> **RECORDS FOR THIS EXERCISE**
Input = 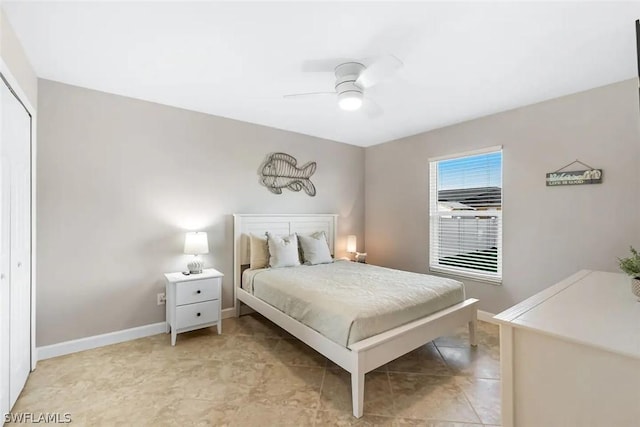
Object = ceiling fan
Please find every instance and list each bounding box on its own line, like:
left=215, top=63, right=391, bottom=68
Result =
left=284, top=55, right=403, bottom=116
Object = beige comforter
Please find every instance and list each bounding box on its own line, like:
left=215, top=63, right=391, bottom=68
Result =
left=242, top=261, right=465, bottom=347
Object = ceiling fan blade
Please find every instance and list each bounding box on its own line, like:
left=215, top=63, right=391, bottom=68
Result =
left=301, top=58, right=353, bottom=72
left=362, top=97, right=383, bottom=118
left=283, top=92, right=335, bottom=100
left=355, top=54, right=403, bottom=89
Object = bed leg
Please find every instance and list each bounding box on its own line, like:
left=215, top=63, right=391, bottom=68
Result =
left=351, top=371, right=364, bottom=418
left=235, top=301, right=241, bottom=318
left=469, top=319, right=478, bottom=347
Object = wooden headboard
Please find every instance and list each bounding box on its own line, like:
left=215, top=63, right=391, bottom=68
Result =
left=232, top=214, right=338, bottom=307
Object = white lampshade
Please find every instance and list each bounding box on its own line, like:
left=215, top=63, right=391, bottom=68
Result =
left=184, top=232, right=209, bottom=255
left=338, top=92, right=363, bottom=111
left=346, top=235, right=357, bottom=253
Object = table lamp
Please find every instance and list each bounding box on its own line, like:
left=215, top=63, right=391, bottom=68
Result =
left=347, top=235, right=357, bottom=260
left=184, top=231, right=209, bottom=274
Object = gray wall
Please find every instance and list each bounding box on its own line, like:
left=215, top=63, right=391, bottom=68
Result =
left=365, top=79, right=640, bottom=314
left=0, top=9, right=37, bottom=107
left=38, top=76, right=640, bottom=344
left=37, top=79, right=365, bottom=346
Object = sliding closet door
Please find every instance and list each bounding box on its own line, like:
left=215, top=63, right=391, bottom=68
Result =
left=8, top=80, right=30, bottom=408
left=0, top=78, right=10, bottom=417
left=0, top=76, right=32, bottom=412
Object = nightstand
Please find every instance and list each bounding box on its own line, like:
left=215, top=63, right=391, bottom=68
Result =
left=164, top=268, right=224, bottom=346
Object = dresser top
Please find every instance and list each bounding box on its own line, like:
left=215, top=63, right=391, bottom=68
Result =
left=495, top=270, right=640, bottom=360
left=164, top=268, right=224, bottom=283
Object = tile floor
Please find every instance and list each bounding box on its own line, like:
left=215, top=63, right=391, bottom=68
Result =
left=13, top=314, right=501, bottom=426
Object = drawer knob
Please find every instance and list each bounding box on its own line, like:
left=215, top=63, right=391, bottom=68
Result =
left=196, top=312, right=201, bottom=317
left=196, top=290, right=201, bottom=294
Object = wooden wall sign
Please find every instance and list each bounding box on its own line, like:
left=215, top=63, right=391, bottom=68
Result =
left=546, top=169, right=603, bottom=186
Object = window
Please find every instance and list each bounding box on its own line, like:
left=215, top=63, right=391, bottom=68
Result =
left=429, top=147, right=503, bottom=283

> **PROBLEM STATEMENT**
Sift through the material above and copy the lines that contain the word "wooden".

> **RESULT OF THE EXERCISE**
Object = wooden headboard
Object = wooden wall sign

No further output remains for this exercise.